_Written task A_.
Answer these questions about the email:
(i) Who sent it, and on what date?
(ii) Which mailing list address is copied on it?
(iii) Which two names does it give as options for the timestamp attribute?
_Written task B_.
Repeat word for word the part of the email from "From: Deborah Dahl" to "timestamp attribute.".

_Given passage_.

+===+

RE: R27. Grammars, TTS, media composition, and recognition results should all use standard formats from Deborah Dahl on 2010-10-27 (public-xg-htmlspeech@w3.org from October 2010)

From: Deborah Dahl <dahl@conversational-technologies.com>
Date: Wed, 27 Oct 2010 10:30:53 -0400
To: "'Dave Burke'" <daveburke@google.com>, "'Satish Sampath'" <satish@google.com>
Cc: "'Michael Bodell'" <mbodell@microsoft.com>, "'Bjorn Bringert'" <bringert@google.com>, "'Dan Burnett'" <dburnett@voxeo.com>, <public-xg-htmlspeech@w3.org>
Message-ID: <00fc01cb75e3$9065d590$b13180b0$@conversational-technologies.com>
I think something like that could work and could be pretty simple. Then when
developers realize that they would like to use, for example, timestamps, if
the recognizer supports timestamps and adds them to its EMMA results,
developers could use them right away, without us having to worry about how
to add them to a future API, and we won't have to spend time talking about
things like whether we should use "start" or "begin" as the name of the
timestamp attribute.

+===+

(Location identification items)
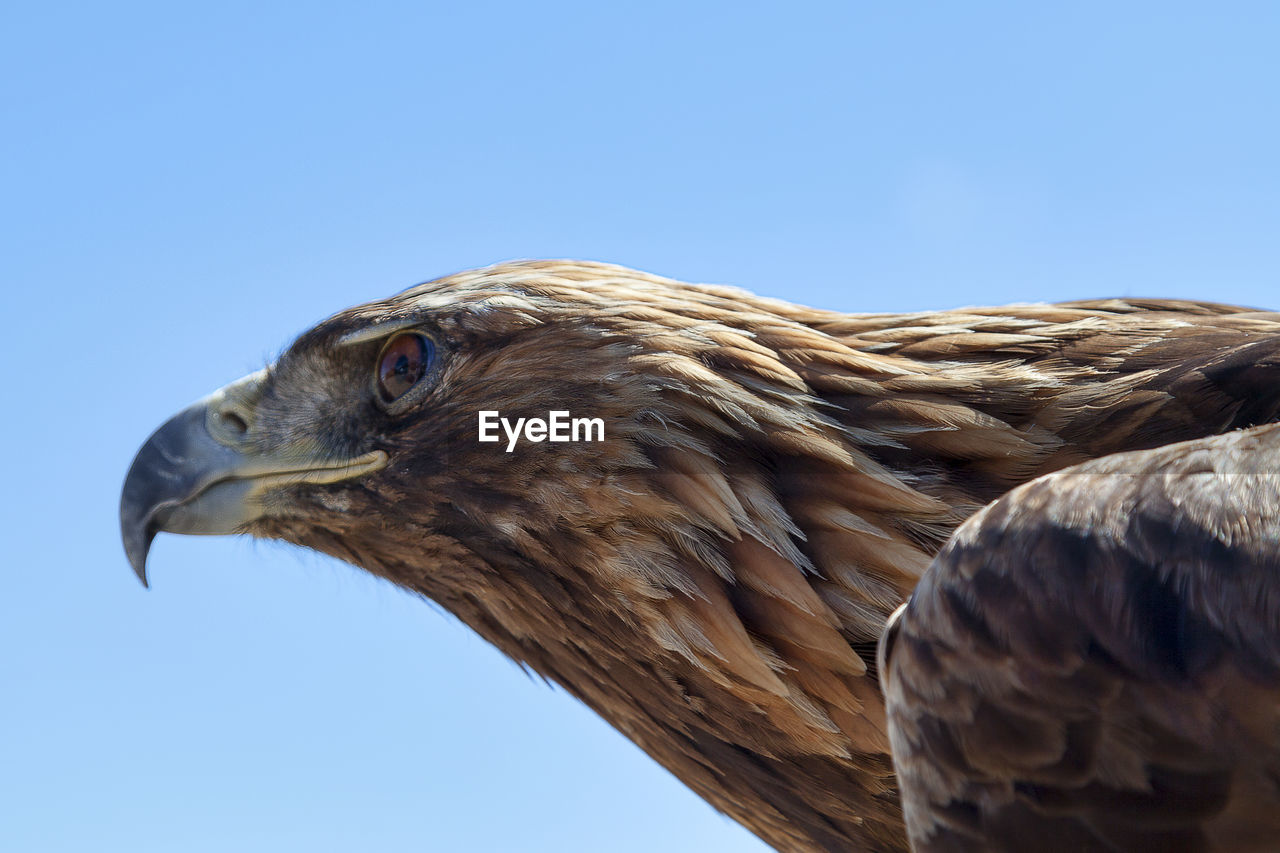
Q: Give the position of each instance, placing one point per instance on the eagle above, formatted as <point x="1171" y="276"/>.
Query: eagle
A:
<point x="712" y="570"/>
<point x="1093" y="661"/>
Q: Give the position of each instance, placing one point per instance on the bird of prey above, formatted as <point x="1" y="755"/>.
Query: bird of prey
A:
<point x="1093" y="661"/>
<point x="711" y="576"/>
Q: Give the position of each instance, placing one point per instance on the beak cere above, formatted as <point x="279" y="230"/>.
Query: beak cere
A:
<point x="197" y="473"/>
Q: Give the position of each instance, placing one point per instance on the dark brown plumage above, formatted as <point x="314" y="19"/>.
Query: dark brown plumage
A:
<point x="713" y="576"/>
<point x="1093" y="661"/>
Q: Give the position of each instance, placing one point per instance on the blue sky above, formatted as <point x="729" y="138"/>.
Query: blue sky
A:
<point x="187" y="187"/>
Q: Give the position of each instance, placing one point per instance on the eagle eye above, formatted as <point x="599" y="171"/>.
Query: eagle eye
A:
<point x="402" y="364"/>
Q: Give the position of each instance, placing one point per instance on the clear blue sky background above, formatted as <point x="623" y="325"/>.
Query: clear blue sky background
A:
<point x="186" y="187"/>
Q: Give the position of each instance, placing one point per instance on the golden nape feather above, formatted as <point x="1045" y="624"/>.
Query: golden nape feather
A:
<point x="713" y="575"/>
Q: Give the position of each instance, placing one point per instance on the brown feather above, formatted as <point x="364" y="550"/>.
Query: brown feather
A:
<point x="773" y="479"/>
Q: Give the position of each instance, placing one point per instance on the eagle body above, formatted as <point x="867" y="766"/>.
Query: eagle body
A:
<point x="1093" y="661"/>
<point x="713" y="576"/>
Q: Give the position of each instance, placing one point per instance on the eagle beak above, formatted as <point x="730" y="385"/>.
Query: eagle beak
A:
<point x="201" y="474"/>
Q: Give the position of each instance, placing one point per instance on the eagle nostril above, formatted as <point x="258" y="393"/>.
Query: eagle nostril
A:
<point x="233" y="420"/>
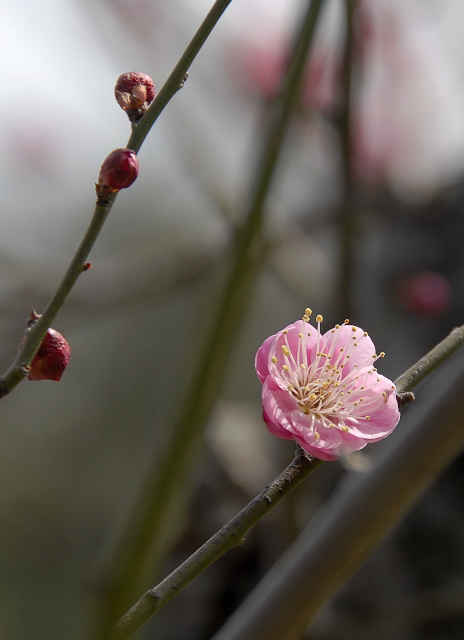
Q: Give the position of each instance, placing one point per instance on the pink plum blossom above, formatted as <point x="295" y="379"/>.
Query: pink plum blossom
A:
<point x="323" y="391"/>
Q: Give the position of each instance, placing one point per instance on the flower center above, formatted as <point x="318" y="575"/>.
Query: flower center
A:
<point x="319" y="386"/>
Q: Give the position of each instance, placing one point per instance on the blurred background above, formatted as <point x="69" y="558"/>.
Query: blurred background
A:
<point x="364" y="220"/>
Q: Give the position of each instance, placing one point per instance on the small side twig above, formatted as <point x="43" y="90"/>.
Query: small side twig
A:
<point x="34" y="335"/>
<point x="230" y="535"/>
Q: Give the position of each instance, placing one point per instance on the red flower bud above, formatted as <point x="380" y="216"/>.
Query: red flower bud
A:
<point x="134" y="91"/>
<point x="425" y="293"/>
<point x="51" y="359"/>
<point x="119" y="171"/>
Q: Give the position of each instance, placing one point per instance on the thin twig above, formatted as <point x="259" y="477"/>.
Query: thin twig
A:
<point x="143" y="543"/>
<point x="233" y="532"/>
<point x="230" y="535"/>
<point x="35" y="334"/>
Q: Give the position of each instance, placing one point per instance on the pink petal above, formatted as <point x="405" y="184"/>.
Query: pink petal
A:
<point x="277" y="407"/>
<point x="262" y="359"/>
<point x="362" y="354"/>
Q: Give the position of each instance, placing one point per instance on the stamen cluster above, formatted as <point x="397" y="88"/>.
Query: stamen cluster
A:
<point x="323" y="390"/>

+===+

_Problem solution A_.
(i) Deborah Dahl, on Wednesday, 27 October 2010.
(ii) public-xg-htmlspeech@w3.org
(iii) "start" and "begin"

_Problem solution B_.
From: Deborah Dahl <dahl@conversational-technologies.com>
Date: Wed, 27 Oct 2010 10:30:53 -0400
To: "'Dave Burke'" <daveburke@google.com>, "'Satish Sampath'" <satish@google.com>
Cc: "'Michael Bodell'" <mbodell@microsoft.com>, "'Bjorn Bringert'" <bringert@google.com>, "'Dan Burnett'" <dburnett@voxeo.com>, <public-xg-htmlspeech@w3.org>
Message-ID: <00fc01cb75e3$9065d590$b13180b0$@conversational-technologies.com>
I think something like that could work and could be pretty simple. Then when
developers realize that they would like to use, for example, timestamps, if
the recognizer supports timestamps and adds them to its EMMA results,
developers could use them right away, without us having to worry about how
to add them to a future API, and we won't have to spend time talking about
things like whether we should use "start" or "begin" as the name of the
timestamp attribute.